■ Task objective
Each line of the material must be returned exactly.

--- Start of Records for processing ---

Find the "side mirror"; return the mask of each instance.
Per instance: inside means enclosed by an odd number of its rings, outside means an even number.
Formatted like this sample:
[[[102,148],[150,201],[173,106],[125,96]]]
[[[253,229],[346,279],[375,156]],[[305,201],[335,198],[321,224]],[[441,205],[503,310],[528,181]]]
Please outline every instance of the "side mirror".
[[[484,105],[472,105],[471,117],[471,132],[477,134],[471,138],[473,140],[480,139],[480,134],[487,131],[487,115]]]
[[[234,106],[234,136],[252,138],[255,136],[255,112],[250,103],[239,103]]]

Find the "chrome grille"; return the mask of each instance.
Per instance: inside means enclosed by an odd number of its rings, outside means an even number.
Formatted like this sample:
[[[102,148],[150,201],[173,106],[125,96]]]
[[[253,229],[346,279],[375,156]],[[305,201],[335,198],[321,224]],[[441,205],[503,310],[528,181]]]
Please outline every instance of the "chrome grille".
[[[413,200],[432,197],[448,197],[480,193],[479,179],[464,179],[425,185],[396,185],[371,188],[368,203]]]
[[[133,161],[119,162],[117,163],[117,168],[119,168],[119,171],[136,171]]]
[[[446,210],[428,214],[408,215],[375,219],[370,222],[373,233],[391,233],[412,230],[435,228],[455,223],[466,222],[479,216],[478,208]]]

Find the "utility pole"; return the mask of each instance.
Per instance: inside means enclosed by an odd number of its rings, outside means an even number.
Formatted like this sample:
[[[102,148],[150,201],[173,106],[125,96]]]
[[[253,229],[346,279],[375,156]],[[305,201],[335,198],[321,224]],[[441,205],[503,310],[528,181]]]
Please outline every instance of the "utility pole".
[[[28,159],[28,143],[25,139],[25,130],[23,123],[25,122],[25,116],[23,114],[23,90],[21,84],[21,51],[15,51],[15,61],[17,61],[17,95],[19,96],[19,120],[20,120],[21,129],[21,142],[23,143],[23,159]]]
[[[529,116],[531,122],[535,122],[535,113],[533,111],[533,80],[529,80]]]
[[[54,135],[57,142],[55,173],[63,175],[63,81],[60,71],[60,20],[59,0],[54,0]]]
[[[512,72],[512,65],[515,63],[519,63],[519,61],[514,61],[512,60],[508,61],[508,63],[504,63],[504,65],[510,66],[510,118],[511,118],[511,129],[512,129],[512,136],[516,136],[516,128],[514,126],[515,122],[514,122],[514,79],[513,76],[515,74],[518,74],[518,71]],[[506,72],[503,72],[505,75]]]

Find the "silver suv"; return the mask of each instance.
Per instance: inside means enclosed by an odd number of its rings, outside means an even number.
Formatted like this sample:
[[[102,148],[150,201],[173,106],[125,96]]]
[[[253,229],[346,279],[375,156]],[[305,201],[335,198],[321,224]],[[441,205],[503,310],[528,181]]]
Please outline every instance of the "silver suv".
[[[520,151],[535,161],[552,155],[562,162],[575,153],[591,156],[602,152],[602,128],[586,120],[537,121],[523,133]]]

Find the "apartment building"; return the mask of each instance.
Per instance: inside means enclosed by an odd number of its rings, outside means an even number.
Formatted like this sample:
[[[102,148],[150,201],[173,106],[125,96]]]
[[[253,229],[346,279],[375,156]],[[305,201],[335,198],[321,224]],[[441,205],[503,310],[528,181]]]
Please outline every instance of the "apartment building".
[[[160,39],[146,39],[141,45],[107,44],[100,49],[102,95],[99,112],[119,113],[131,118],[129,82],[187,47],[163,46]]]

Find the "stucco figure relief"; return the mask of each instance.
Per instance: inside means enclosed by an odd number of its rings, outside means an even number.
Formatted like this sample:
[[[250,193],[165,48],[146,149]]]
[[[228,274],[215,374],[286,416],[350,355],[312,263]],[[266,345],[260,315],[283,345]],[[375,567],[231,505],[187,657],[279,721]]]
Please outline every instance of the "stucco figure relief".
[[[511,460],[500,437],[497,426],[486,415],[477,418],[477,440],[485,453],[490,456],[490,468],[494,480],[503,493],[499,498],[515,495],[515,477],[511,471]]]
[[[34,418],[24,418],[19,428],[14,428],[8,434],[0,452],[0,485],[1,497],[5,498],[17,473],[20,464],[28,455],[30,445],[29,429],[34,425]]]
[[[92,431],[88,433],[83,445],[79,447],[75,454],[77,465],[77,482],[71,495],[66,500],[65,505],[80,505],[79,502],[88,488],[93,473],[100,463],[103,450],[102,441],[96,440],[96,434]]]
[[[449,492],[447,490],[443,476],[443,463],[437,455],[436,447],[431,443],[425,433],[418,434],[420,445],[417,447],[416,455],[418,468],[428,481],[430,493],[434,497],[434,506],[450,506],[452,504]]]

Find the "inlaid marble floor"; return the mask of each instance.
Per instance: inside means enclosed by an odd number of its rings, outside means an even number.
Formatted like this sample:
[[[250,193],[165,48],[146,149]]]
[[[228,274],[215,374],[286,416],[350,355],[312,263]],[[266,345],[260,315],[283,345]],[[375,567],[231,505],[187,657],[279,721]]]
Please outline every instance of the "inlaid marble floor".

--- End of Records for processing ---

■ Finished exercise
Find the "side mirror"; return the mask of each instance.
Per instance: inside means enclosed by an odd number of its rings, outside means an even number.
Formatted like this sample:
[[[102,148],[150,201],[173,106],[125,96]]]
[[[253,229],[346,279],[375,156]],[[305,201],[335,198],[321,224]],[[441,205],[503,310],[528,181]]]
Please outline every instance of the "side mirror".
[[[484,105],[472,105],[471,117],[471,132],[477,134],[471,138],[473,140],[480,139],[480,134],[487,131],[487,115]]]
[[[234,106],[234,136],[252,138],[255,136],[255,112],[250,103],[239,103]]]

Find the "chrome grille"; return the mask of each instance.
Per instance: inside means enclosed by an odd number of its rings, outside means an even number.
Formatted like this sample:
[[[102,148],[150,201],[173,106],[125,96]]]
[[[253,229],[346,279],[375,156]],[[305,201],[335,198],[321,224]],[[441,205],[503,310],[528,181]]]
Please outline every instance of the "chrome grille".
[[[413,200],[432,197],[448,197],[480,193],[479,179],[464,179],[425,185],[396,185],[371,188],[368,203]]]
[[[133,161],[119,162],[117,163],[117,168],[119,168],[119,171],[136,171]]]
[[[446,210],[428,214],[408,215],[375,219],[370,222],[373,233],[391,233],[412,230],[435,228],[455,223],[466,222],[479,216],[478,208]]]

Find the "utility pole"; return the mask of each instance.
Per instance: inside means enclosed by an odd number of its rings, outside means an even number.
Formatted like this sample:
[[[102,148],[150,201],[173,106],[125,96]]]
[[[253,229],[346,279],[375,156]],[[305,201],[335,198],[321,224]],[[441,205],[503,310],[528,181]]]
Please outline every instance of the "utility pole".
[[[28,159],[28,143],[25,139],[25,130],[23,123],[25,122],[25,116],[23,114],[23,90],[21,84],[21,51],[15,51],[15,61],[17,61],[17,95],[19,96],[19,120],[20,120],[21,129],[21,142],[23,143],[23,159]]]
[[[529,116],[531,122],[535,122],[535,113],[533,111],[533,80],[529,80]]]
[[[54,135],[57,142],[55,173],[63,175],[63,81],[60,71],[60,20],[59,0],[54,0]]]
[[[512,72],[512,65],[515,63],[519,63],[519,61],[514,61],[512,60],[508,61],[508,63],[504,63],[504,65],[510,66],[510,118],[511,118],[511,129],[512,129],[512,136],[516,136],[516,128],[514,126],[515,122],[514,122],[514,79],[513,76],[515,74],[518,74],[518,71]],[[506,72],[503,72],[505,75]]]

Find the "silver suv"; return the mask of each instance.
Per instance: inside means enclosed by an odd number of its rings, outside means an even number.
Formatted like this sample:
[[[102,148],[150,201],[173,106],[125,96]]]
[[[253,229],[346,279],[375,156]],[[305,201],[335,198],[321,224]],[[441,205],[503,310],[528,181]]]
Please outline every instance of the "silver suv".
[[[520,151],[535,161],[552,155],[562,162],[575,153],[591,156],[602,152],[602,128],[586,120],[537,121],[523,133]]]

Find the "apartment building"; return the mask of each instance.
Per instance: inside means enclosed by an odd number of its rings, outside means an even number.
Formatted like this sample:
[[[102,148],[150,201],[173,106],[125,96]]]
[[[253,229],[346,279],[375,156]],[[305,201],[335,198],[321,224]],[[441,205],[503,310],[528,181]]]
Please outline every instance of the "apartment building".
[[[160,39],[146,39],[141,45],[107,44],[100,49],[102,95],[99,112],[119,113],[131,118],[129,82],[187,47],[163,46]]]

Find the "stucco figure relief"; return the mask of each instance.
Per instance: inside means enclosed by an odd number of its rings, outside means an even number.
Formatted like this sample:
[[[250,193],[165,48],[146,149]]]
[[[228,274],[215,374],[286,416],[350,355],[312,263]],[[266,345],[260,315],[283,345]],[[375,567],[231,505],[187,657],[279,721]]]
Please outline every instance of the "stucco figure relief".
[[[511,460],[500,437],[497,426],[486,415],[477,418],[477,440],[485,453],[490,456],[490,468],[494,480],[503,493],[499,498],[515,495],[515,477],[511,471]]]
[[[34,418],[24,418],[19,428],[14,428],[8,434],[0,452],[0,485],[1,497],[5,498],[17,473],[20,464],[28,455],[30,445],[29,429],[34,425]]]
[[[92,431],[88,433],[83,445],[79,447],[75,454],[77,465],[77,482],[71,495],[66,500],[65,505],[80,505],[79,502],[88,488],[93,473],[100,463],[103,450],[102,441],[96,440],[96,434]]]
[[[449,492],[447,490],[443,476],[443,463],[437,455],[436,447],[431,443],[425,433],[418,434],[420,445],[417,447],[416,455],[418,468],[428,481],[430,493],[434,497],[434,506],[450,506],[452,504]]]

Find the "inlaid marble floor"; return the mask of each instance.
Per instance: inside means enclosed by an odd number of its rings, outside means an even number.
Formatted like this sample:
[[[250,193],[165,48],[146,149]]]
[[[228,274],[215,374],[286,416],[350,355],[312,263]],[[266,345],[260,315],[283,345]],[[375,567],[231,505],[187,657],[279,721]]]
Please outline every instance of the "inlaid marble floor".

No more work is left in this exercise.